Problems to work on:
1. In the ShuntingYard documentation, rewrite the passage starting with "parser.to_rpn(input).to_s #=> 3" and going on through "the lexeme itself.", changing "patterns" to "regular expression rules".
2. Translate this sentence from the ShuntingYard documentation into Spanish: "If substring is matched to multiple patterns, the first match will be used."
3. Carry on writing the ShuntingYard documentation from the point where it ends.

Text segment:

____

ShuntingYard
TL;DR Usage
parser = ShuntingYard::Parser.new
parser.add_pattern :space, /\s+/, -> (_) { nil }
parser.add_pattern :argument_separator, /\,/
parser.add_pattern :operator, /[\+\-\*\/\^]/
parser.add_pattern :parenthesis, /[\(\)]/
parser.add_pattern :function, /(?:min|max)/
parser.add_pattern :operand, /d+/, -> (lexeme) { Integer(lexeme) }
parser.add_operator "+", 0, :left, -> (left, right) { left + right }
parser.add_operator "-", 0, :left, -> (left, right) { left - right }
parser.add_operator "*", 1, :left, -> (left, right) { left * right }
parser.add_operator "/", 1, :left, -> (left, right) { left / right }
parser.add_operator "^", 2, :right, -> (left, right) { left ** right }
parser.add_function "min", -> (left, right) { [left, right].min }
parser.add_function "max", -> (left, right) { [left, right].max }
input = "min(max(3, 4 / 2) * 2 ^ 3, 25)"
parser.to_rpn(input).to_s #=> 3 4 2 / max 2 3 ^ * 25 min
parser.evaluate(input) #=> 24
Lexer
ShuntingYard::Lexer
is responsible for splitting source string into tokens.
To recognize each possible token it needs to know corresponding patterns represented as regular expressions.
If substring is matched to multiple patterns, the first match will be used.
After matching a token, its lexeme is evaluated with provided function. If function is not provided - it returns the lexeme itself.
Tokens values evaluated to nil
will not be included into output sequence.

____

Stored records:

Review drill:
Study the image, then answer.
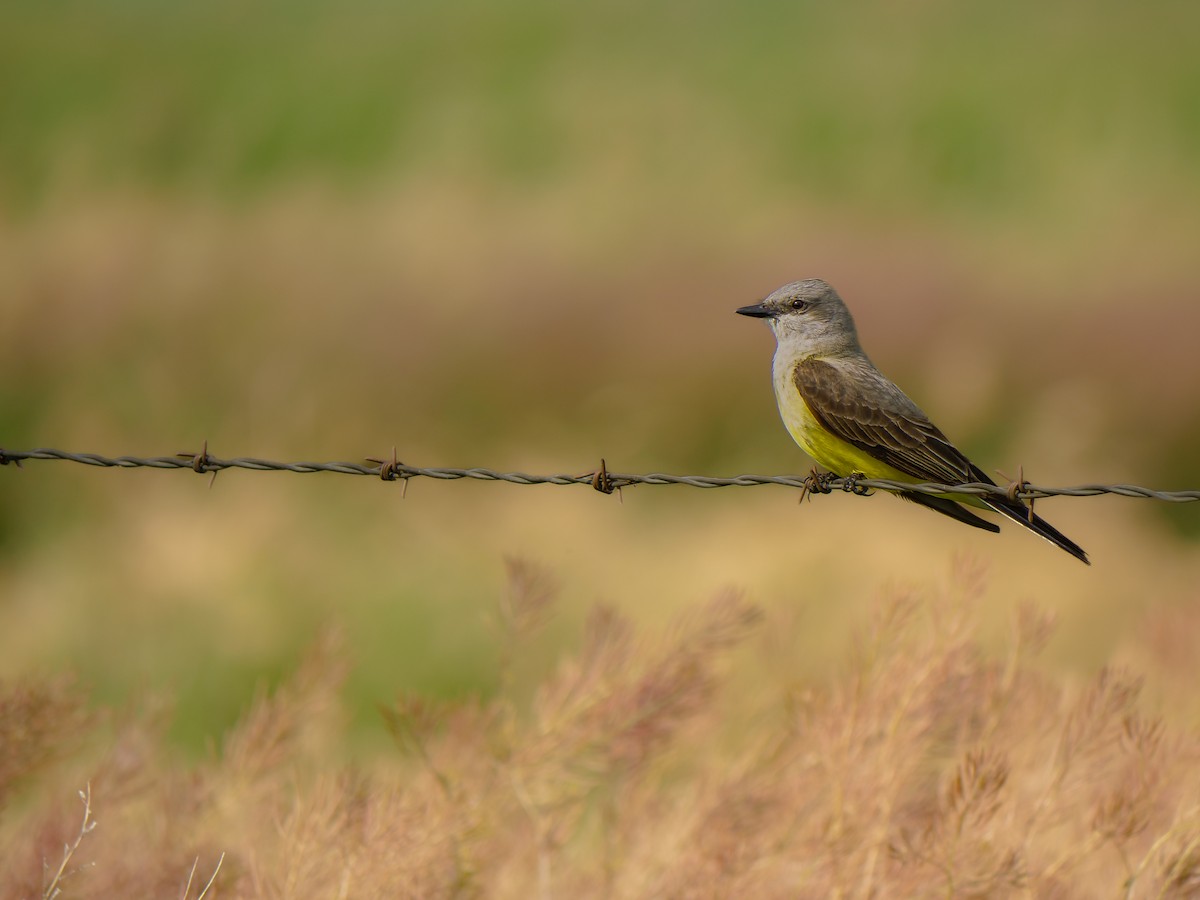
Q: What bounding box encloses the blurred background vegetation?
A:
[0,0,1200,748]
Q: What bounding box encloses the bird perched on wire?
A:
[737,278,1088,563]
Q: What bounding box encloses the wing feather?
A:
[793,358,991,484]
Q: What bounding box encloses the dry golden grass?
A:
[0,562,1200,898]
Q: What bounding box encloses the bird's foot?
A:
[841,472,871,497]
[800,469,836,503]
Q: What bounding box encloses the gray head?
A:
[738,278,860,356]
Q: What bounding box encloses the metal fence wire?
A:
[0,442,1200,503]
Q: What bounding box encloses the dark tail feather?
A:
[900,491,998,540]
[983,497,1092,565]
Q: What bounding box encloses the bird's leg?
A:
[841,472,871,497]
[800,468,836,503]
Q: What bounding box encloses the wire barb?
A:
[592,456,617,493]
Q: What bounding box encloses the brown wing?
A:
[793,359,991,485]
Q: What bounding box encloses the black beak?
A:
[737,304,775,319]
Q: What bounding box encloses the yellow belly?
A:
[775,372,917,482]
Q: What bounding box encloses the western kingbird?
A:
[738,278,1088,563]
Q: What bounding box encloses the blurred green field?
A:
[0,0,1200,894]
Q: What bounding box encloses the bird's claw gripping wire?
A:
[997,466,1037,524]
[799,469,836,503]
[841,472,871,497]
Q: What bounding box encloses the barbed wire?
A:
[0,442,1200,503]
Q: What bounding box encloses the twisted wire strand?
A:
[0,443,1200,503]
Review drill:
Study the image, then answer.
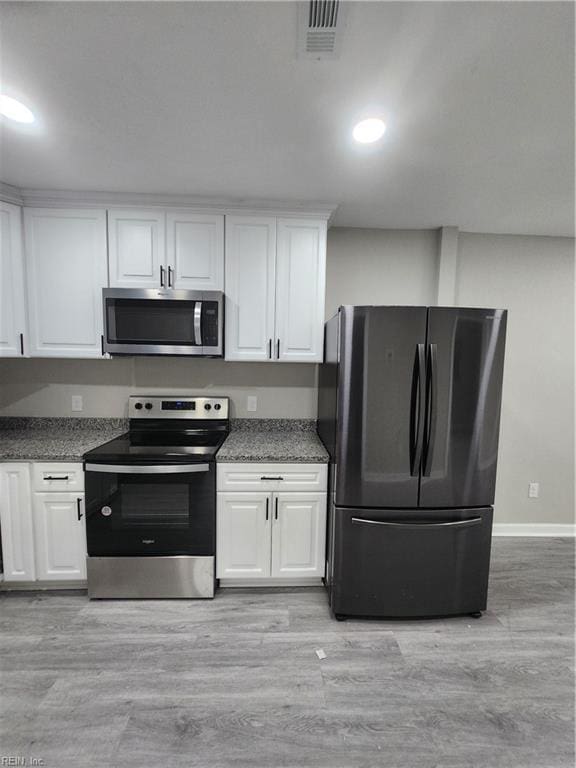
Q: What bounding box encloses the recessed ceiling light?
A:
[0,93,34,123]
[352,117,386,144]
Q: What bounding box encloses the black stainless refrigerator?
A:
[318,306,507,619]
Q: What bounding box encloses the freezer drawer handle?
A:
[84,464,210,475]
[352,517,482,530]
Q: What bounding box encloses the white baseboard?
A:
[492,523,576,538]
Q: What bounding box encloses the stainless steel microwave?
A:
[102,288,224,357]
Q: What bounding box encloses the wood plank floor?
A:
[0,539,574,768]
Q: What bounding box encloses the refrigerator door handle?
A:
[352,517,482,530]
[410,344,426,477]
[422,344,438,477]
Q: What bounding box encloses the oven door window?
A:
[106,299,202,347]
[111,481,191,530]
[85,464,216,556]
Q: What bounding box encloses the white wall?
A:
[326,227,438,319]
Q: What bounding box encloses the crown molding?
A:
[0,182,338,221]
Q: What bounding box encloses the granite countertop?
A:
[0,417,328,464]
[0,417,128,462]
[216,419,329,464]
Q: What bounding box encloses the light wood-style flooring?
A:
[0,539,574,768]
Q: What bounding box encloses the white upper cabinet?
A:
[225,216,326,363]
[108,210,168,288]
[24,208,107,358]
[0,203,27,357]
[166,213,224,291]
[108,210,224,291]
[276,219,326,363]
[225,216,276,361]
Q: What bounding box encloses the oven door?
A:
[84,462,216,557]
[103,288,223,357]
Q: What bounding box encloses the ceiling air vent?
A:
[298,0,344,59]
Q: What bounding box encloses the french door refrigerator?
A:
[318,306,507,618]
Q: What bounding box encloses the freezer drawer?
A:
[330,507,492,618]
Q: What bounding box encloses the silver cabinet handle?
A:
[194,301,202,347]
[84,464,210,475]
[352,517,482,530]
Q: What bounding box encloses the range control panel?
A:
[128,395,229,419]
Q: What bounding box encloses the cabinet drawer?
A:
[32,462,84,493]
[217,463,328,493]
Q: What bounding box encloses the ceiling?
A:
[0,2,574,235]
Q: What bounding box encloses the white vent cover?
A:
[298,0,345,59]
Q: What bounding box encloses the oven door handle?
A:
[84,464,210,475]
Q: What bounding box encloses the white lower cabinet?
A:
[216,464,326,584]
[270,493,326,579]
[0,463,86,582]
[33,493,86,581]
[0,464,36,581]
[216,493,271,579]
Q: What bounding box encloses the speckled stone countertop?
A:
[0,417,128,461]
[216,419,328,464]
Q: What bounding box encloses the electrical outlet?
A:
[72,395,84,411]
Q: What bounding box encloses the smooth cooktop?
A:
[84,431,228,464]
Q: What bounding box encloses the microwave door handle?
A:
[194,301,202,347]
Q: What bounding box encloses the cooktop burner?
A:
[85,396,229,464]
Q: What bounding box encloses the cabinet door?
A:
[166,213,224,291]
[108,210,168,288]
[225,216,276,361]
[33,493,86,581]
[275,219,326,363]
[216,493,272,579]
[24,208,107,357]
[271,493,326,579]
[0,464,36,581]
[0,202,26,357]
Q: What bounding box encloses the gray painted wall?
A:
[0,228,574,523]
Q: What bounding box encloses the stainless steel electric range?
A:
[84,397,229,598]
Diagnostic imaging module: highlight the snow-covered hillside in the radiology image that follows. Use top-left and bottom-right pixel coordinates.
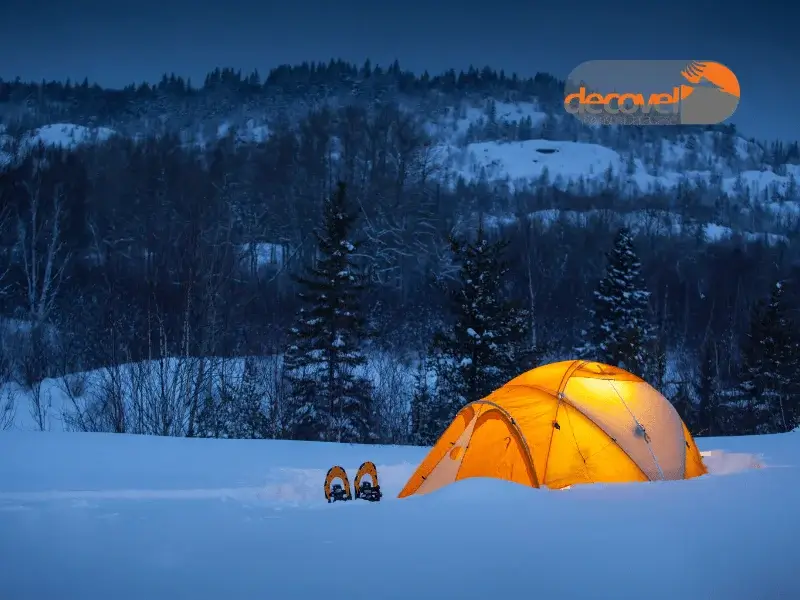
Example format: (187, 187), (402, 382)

____

Solved tasks:
1.
parser.to_rpn(input).to_s #=> 3 4 2 / max 2 3 ^ * 25 min
parser.evaluate(input) #=> 24
Lexer
ShuntingYard::Lexer
is responsible for splitting source string into tokens.
To recognize each possible token it needs to know corresponding regular expression rules represented as regular expressions.
If substring is matched to multiple regular expression rules, the first match will be used.
After matching a token, its lexeme is evaluated with provided function. If function is not provided - it returns the lexeme itself.

2. Si una subcadena coincide con varios patrones, se usará la primera coincidencia.

3.
lexer = ShuntingYard::Lexer.new
lexer.add_pattern :operator, /\+/
lexer.add_pattern :space, /\s+/, -> (_) { nil }
lexer.add_pattern :operand, /\d+/, -> (lexeme) { Integer(lexeme) }
puts lexer.tokenize("3 + 5").inspect
[
#<struct ShuntingYard::Token name=:operand, lexeme="3", value=3>,
#<struct ShuntingYard::Token name=:operator, lexeme="+", value="+">,
#<struct ShuntingYard::Token name=:operand, lexeme="5", value=5>
]
First argument in #add_pattern
is a token name. It can have any value since Lexer
doesn't make assumptions about names.
Interpterer
Once we have token list, it needs to be converted to Revese Polish Notation before evalutation and here Shunting Yard algorithm comes in.
...
interpreter = ShuntingYard::Interpreter.new
interpreter.add_operator "+", 0, :left, -> (left, right) { left + right }
tokens = lexer.tokenize("3 + 5")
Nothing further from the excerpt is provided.